- GIVEN PROBLEM
Retype the passage below on manufacturing an electron-emitting device word for word, from its first sentence through its last.

- PROVIDED TEXT

#####

Next, a method for manufacturing an electron emitting-device according to the present embodiment will now be described with reference to FIGS. 7A, 7B and 7C, and FIGS. 8D, 8E and 8F.

A substrate 1 is an insulative substrate for mechanically supporting a device. For instance, the insulative substrate can employ a quartz glass, a glass containing a reduced amount of impurities such as Na, a soda-lime glass plate and a silicon substrate. The substrate 1 can have not only a high mechanical strength but also resistances to a dry etching process, a wet etching process, an alkaline solution like a liquid developer, and an acid solution, as necessary functions. When being used as an integrated product like a display panel, the substrate 1 can also have a small difference of thermal expansion between itself and a film-forming material or another member to be stacked thereon. The substrate 1 can also be a material through which an alkali element and the like hardly diffuse from the inner portion of the glass due to heat treatment.

An insulating layer 2 is stacked on the substrate 1, as is illustrated in FIG. 7A. The insulating layer 2 is an insulative film made from a material having excellent workability; is silicon nitride or silicon oxide, for instance; and is formed with a general vacuum film-forming method such as a sputtering method, a CVD method and a vapor deposition method.

Next, an insulating layer 3 is formed on the insulating layer 2 with a general vacuum film-forming method such as a sputtering method, a CVD method and a vapor deposition method, as is illustrated in FIG. 7B.

#####

- RAW DATA
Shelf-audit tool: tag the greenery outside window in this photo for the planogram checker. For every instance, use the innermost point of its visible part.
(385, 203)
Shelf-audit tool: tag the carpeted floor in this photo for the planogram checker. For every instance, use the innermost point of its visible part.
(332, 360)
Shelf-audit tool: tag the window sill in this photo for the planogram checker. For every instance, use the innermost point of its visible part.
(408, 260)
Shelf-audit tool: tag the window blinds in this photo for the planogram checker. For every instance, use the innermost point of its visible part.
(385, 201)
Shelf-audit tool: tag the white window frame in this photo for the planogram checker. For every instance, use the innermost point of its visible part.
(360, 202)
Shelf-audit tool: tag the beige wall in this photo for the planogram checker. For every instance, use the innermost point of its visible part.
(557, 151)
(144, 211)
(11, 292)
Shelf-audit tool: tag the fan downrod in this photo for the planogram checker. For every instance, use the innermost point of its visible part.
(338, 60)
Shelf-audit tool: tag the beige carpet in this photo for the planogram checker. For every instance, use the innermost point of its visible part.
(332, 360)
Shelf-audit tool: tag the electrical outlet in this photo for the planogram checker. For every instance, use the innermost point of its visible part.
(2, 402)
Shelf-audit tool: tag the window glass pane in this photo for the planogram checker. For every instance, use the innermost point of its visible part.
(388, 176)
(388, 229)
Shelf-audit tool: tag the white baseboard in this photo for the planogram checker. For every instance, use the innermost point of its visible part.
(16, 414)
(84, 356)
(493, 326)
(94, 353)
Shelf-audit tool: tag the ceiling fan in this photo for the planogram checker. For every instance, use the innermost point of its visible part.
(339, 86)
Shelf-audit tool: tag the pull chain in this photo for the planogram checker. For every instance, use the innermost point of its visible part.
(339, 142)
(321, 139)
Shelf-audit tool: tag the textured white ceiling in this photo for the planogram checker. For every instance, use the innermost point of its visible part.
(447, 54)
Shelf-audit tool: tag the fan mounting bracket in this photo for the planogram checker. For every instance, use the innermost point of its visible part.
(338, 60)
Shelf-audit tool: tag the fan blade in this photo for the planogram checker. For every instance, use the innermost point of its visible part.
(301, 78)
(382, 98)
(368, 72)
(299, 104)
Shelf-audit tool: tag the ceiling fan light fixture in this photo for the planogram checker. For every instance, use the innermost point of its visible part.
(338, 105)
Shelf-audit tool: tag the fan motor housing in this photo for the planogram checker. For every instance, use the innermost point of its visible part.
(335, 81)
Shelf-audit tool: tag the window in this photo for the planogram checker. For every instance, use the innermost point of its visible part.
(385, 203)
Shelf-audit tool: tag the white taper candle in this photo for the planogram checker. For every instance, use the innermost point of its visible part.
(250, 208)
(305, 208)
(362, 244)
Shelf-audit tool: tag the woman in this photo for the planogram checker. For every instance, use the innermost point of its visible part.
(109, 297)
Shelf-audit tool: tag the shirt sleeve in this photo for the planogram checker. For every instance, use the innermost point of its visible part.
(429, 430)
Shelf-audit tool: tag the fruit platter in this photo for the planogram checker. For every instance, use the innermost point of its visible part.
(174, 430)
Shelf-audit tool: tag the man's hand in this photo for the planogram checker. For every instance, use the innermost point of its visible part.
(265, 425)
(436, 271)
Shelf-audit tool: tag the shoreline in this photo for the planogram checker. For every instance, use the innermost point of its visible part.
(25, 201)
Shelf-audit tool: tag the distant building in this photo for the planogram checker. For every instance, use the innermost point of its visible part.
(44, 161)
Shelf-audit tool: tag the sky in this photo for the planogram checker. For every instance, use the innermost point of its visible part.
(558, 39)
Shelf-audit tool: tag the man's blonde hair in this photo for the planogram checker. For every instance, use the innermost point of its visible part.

#####

- RESPONSE TO THE TASK
Next, a method for manufacturing an electron emitting-device according to the present embodiment will now be described with reference to FIGS. 7A, 7B and 7C, and FIGS. 8D, 8E and 8F.

A substrate 1 is an insulative substrate for mechanically supporting a device. For instance, the insulative substrate can employ a quartz glass, a glass containing a reduced amount of impurities such as Na, a soda-lime glass plate and a silicon substrate. The substrate 1 can have not only a high mechanical strength but also resistances to a dry etching process, a wet etching process, an alkaline solution like a liquid developer, and an acid solution, as necessary functions. When being used as an integrated product like a display panel, the substrate 1 can also have a small difference of thermal expansion between itself and a film-forming material or another member to be stacked thereon. The substrate 1 can also be a material through which an alkali element and the like hardly diffuse from the inner portion of the glass due to heat treatment.

An insulating layer 2 is stacked on the substrate 1, as is illustrated in FIG. 7A. The insulating layer 2 is an insulative film made from a material having excellent workability; is silicon nitride or silicon oxide, for instance; and is formed with a general vacuum film-forming method such as a sputtering method, a CVD method and a vapor deposition method.

Next, an insulating layer 3 is formed on the insulating layer 2 with a general vacuum film-forming method such as a sputtering method, a CVD method and a vapor deposition method, as is illustrated in FIG. 7B.